#### Selected passage ####

The technique of Strategic Questioning was developed by the social activist, Fran Peavey. This link has more details.

Search for Insight

Search for Insight™ is a methodology that uses strategic questioning to help a person or organization access a diverse range of perspectives to address a specific challenge. It also serves as an efficient way for people to quickly learn how to ask strategic questions.  A “focus person” presents a current challenge to a diverse group, such as an area where one feels stuck, has to choose between several options, or is dealing with a difficult “people issue.” The group frames strategic questions for the person to consider, with coaching about how to phrase the questions in ways that generate movement and more options. Questions are not answered in the exercise. In continually asking questions from many perspectives, often unconscious assumptions are surfaced and/or new possibilities are raised that the focus person had not considered. By the end of the Search for Insight™ exercise, the focus person leaves with a long list of strategic questions to explore, drawing on the combined hundreds of years of experience of people in the room.

"It's a far superior strategy to get all the minds working on what needs to change, rather than to convince each person to do what we think is best."   -Fran Peavey

The Search for Insight™ methodology was developed by Paul Lipke through work with Sustainable Step New England. Strategic questioning is based on the work of Fran Peavey.

The World Cafe

The World Café methodology has been used by businesses, universities, not-for-profits and communities, around the world to quickly access the collective wisdom of an organization and generate innovative ideas for action. This dialogue process entails a series of small group conversations on a strategic question of importance to the group. The small groups mix every 20-30 minutes, with each person bringing seeds of their previous conversation into the next one. The experience is energizing and often entails some 'magic' where ideas or insight gather momentum across the room.

Open Space

Open Space Technology is a meeting technique where instead of meetings from being highly defined and structured ahead of time, participants come together and self-organize to define an agenda and structure to address the issues of most importance to them. Our events often build in unstructured time where the focus is determined by the issues that emerge from participants’ conversations. People can join small groups to discuss the topics of most interest to them and use “The Law of Two Feet” to move to the group where they feel most motivated to contribute.  Creativity and insights emerge in a non-linear way as multiple conversations happen and people cross-pollinate among the groups.

Systems Thinking

Adopting the most effective sustainable solutions requires widening one's lens to consider the 'life cycle' of a product, where it came from and everything that goes into or is impacted by it. As it's been said "every product has a story and they all have to be good." Similarly, to adopt the changes required, we often need to influence larger systems, such as transportation or food systems, electricity generation, the building industry, or government policy. Systems have common principles and patterns of activity that keep them functioning and performing consistently. Understanding these patterns is critical to be able to address the root causes of problems rather than tinkering with symptoms.

Whole People Approach

Creating the kind of fertile space that leads to high levels of creativity, collaboration, and motivation for action requires that each person be able to show up bringing all of who they are to the table: their head and heart, their wisdom from past experiences, and their inspiration. We create contexts where people can share stories and reflect on their experiences in new ways. We aim to include a diversity of participants in a meeting or dialogue, particularly inviting in people from all parts of a system or those who may rarely be asked for their opinions. The diversity of viewpoints can seed greater levels of creativity as well as highlight concerns that are important to address in determining a course of action.

The key to innovation is always to manage a subtle balance of planning, structure, and improvisation.

####

**Task set**
[1] Check each statement against the passage on facilitation methods and answer yes or no, quoting the words that decide it: (a) In Search for Insight, the group answers the questions it frames for the focus person. (b) In the World Café, the small groups mix every 20-30 minutes. (c) Fran Peavey developed the Search for Insight methodology.
[2] Reproduce the stretch of the passage on facilitation methods from "Adopting the most" through "tinkering with symptoms.".

#### Information provided ####

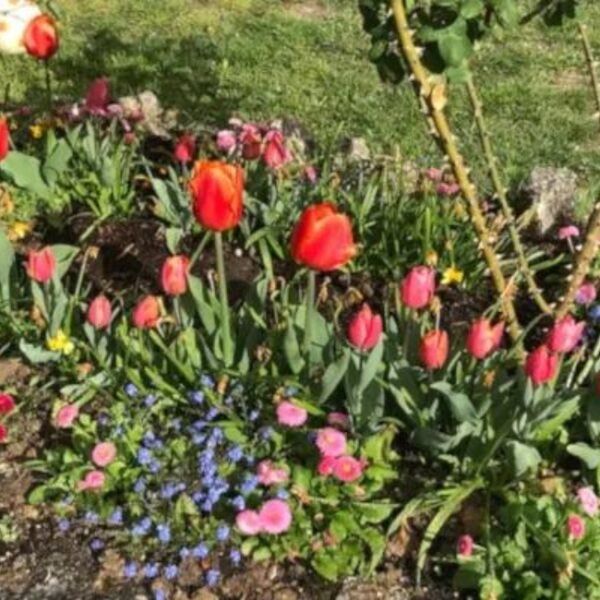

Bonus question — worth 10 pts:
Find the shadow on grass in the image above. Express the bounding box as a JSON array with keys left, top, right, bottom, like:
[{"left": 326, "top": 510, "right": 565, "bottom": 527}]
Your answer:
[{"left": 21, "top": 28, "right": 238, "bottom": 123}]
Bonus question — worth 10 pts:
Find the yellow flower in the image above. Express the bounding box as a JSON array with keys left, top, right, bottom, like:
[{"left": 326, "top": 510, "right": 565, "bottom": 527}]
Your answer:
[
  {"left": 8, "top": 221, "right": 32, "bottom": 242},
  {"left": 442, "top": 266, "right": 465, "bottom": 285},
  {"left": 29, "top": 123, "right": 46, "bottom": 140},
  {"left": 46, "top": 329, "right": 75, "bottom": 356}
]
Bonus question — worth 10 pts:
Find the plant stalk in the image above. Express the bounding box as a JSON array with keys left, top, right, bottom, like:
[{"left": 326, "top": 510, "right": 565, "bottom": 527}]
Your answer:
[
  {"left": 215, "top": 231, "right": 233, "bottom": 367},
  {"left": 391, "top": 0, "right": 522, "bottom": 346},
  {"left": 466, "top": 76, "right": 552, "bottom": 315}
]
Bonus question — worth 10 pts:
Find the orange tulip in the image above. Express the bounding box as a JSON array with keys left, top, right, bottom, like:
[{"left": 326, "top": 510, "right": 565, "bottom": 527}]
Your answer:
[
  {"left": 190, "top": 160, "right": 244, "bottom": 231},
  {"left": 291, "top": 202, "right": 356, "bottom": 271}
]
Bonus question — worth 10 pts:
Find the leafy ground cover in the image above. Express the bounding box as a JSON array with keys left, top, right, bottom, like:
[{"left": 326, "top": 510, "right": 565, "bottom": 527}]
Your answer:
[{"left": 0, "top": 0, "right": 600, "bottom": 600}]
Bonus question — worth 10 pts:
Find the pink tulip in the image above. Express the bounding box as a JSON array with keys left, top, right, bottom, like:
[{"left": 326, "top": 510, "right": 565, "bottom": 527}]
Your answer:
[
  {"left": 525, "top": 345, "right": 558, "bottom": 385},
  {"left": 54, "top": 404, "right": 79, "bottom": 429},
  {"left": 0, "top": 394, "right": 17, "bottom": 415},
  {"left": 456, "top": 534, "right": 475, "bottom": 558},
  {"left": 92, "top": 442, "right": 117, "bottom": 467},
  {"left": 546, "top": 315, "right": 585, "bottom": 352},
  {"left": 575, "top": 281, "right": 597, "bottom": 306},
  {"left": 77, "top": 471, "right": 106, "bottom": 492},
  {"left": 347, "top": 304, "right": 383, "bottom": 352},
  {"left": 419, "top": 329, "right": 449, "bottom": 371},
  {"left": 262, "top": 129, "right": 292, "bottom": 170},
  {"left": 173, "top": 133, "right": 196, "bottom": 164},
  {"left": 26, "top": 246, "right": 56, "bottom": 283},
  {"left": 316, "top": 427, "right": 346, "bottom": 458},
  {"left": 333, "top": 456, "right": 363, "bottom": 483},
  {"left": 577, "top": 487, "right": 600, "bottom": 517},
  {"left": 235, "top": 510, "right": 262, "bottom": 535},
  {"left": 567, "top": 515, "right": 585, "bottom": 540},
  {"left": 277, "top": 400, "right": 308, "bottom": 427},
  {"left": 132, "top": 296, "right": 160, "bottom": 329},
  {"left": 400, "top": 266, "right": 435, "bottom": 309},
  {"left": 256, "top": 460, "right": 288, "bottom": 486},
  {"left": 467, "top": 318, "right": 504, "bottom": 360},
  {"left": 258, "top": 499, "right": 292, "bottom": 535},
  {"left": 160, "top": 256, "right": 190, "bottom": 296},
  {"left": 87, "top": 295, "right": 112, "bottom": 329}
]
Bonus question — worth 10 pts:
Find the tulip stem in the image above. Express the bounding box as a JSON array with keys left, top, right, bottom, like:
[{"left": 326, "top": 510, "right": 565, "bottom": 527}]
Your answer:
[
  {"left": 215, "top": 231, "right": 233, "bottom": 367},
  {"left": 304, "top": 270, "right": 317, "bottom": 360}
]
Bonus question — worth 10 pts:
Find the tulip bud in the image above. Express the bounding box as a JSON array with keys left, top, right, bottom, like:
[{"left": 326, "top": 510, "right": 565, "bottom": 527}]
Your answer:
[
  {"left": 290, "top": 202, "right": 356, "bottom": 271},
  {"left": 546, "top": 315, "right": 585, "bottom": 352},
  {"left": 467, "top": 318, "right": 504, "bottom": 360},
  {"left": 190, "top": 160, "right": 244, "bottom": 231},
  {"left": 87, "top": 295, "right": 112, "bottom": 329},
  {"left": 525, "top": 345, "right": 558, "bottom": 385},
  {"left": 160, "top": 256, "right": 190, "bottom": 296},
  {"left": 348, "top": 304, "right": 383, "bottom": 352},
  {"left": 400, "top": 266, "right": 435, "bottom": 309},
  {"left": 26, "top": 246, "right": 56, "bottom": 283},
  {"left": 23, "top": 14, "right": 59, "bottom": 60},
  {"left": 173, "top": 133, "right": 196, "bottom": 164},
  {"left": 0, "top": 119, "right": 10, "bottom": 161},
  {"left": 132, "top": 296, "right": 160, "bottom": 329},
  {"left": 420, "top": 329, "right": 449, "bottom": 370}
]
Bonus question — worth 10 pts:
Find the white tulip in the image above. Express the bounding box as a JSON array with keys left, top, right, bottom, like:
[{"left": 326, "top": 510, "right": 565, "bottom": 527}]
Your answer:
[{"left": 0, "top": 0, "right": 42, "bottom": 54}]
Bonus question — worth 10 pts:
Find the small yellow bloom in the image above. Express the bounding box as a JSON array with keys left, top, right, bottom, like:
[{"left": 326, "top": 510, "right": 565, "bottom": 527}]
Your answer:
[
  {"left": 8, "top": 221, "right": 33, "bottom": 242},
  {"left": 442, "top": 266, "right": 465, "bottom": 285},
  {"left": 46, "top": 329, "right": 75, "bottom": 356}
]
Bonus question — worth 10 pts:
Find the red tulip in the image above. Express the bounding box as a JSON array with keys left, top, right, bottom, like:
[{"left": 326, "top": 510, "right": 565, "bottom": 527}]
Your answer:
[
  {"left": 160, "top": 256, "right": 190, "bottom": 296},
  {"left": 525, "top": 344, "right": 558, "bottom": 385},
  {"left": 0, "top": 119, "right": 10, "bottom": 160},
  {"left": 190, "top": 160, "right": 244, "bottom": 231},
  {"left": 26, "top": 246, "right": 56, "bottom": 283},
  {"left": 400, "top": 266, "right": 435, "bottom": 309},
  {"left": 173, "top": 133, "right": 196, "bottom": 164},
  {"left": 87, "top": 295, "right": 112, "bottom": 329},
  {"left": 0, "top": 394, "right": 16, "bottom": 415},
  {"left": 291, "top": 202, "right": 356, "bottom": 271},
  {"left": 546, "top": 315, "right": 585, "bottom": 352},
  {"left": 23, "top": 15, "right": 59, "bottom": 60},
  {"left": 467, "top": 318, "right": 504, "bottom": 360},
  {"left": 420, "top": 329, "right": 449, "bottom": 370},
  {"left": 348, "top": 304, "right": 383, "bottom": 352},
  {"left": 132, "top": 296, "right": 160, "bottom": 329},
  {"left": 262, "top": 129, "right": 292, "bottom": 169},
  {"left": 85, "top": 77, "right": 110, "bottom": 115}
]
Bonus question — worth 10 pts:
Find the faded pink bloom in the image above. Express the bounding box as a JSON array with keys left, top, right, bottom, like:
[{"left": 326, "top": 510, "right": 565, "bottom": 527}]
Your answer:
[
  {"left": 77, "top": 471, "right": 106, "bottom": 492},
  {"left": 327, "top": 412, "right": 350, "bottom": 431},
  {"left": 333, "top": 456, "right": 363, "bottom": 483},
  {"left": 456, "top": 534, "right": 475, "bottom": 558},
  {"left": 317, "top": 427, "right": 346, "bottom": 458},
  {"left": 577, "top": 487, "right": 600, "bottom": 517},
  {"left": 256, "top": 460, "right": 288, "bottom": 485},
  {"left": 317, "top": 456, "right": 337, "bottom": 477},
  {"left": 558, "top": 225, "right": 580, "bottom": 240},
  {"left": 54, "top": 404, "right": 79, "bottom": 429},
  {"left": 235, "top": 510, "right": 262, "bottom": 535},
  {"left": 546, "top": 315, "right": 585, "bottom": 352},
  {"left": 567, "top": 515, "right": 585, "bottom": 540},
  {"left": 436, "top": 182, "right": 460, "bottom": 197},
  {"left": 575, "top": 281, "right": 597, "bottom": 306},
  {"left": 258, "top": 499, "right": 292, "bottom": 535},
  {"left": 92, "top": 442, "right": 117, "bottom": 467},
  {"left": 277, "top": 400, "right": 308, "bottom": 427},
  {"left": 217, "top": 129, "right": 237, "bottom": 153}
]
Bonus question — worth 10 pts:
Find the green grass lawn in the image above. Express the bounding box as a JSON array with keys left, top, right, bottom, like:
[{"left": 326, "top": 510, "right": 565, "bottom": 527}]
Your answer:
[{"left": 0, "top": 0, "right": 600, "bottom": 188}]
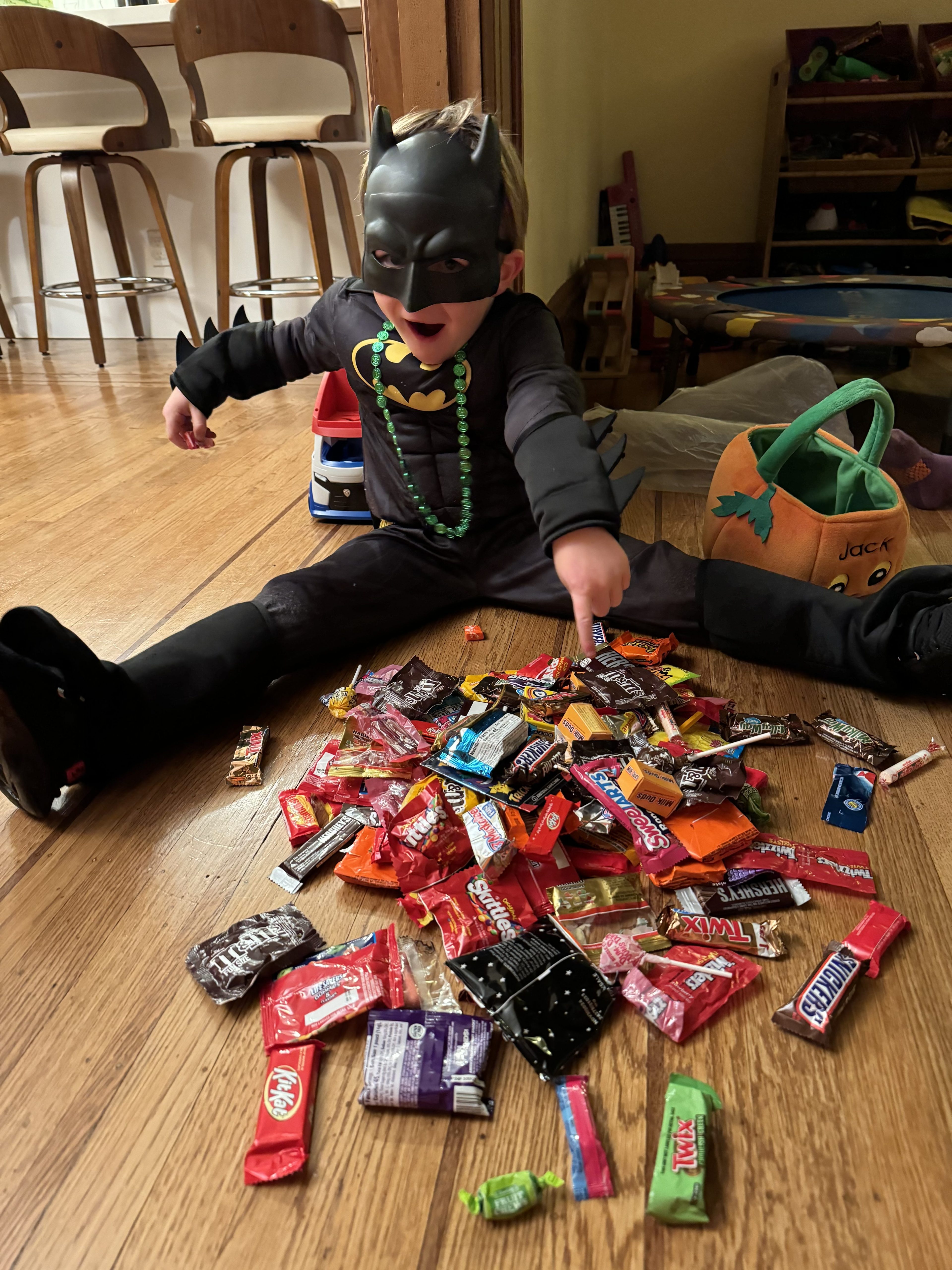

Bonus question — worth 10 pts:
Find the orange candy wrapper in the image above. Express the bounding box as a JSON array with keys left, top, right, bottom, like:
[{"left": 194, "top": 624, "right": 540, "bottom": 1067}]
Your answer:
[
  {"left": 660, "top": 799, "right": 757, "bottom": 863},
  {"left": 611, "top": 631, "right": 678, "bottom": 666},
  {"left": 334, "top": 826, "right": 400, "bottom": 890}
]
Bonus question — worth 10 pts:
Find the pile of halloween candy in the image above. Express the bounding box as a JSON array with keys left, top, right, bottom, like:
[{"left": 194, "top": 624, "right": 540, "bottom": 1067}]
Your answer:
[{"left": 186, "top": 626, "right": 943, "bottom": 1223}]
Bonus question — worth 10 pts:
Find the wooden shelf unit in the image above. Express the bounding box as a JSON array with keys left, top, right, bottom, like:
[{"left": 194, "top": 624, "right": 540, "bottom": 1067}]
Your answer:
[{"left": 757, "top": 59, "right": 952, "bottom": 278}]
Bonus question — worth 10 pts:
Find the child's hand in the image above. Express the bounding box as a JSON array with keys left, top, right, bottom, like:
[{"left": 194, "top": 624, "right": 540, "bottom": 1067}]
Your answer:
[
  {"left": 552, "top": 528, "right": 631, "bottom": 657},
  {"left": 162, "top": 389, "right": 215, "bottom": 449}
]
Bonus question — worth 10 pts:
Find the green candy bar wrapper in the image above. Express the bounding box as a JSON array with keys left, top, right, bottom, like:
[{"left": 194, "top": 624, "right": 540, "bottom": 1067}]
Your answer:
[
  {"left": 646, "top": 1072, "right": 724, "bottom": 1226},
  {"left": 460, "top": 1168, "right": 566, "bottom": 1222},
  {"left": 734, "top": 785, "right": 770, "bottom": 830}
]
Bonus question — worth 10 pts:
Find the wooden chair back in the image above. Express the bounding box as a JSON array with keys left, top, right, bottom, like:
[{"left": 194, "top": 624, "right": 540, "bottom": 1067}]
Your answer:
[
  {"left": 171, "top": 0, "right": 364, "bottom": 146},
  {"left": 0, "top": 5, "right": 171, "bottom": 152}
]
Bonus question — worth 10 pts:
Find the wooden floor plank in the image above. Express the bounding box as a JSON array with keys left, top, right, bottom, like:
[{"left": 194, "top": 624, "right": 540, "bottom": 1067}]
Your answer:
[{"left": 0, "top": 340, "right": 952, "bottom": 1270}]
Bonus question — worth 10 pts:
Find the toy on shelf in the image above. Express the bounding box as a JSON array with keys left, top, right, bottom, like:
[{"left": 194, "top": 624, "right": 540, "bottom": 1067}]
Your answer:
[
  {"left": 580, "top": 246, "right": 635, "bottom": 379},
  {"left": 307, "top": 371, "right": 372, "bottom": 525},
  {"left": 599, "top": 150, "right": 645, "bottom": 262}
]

####

**Response list**
[1]
(a) No: "Questions are not answered in the exercise."
(b) Yes: "The small groups mix every 20-30 minutes"
(c) No: "The Search for Insight™ methodology was developed by Paul Lipke through work with Sustainable Step New England."

[2]
Adopting the most effective sustainable solutions requires widening one's lens to consider the 'life cycle' of a product, where it came from and everything that goes into or is impacted by it. As it's been said "every product has a story and they all have to be good." Similarly, to adopt the changes required, we often need to influence larger systems, such as transportation or food systems, electricity generation, the building industry, or government policy. Systems have common principles and patterns of activity that keep them functioning and performing consistently. Understanding these patterns is critical to be able to address the root causes of problems rather than tinkering with symptoms.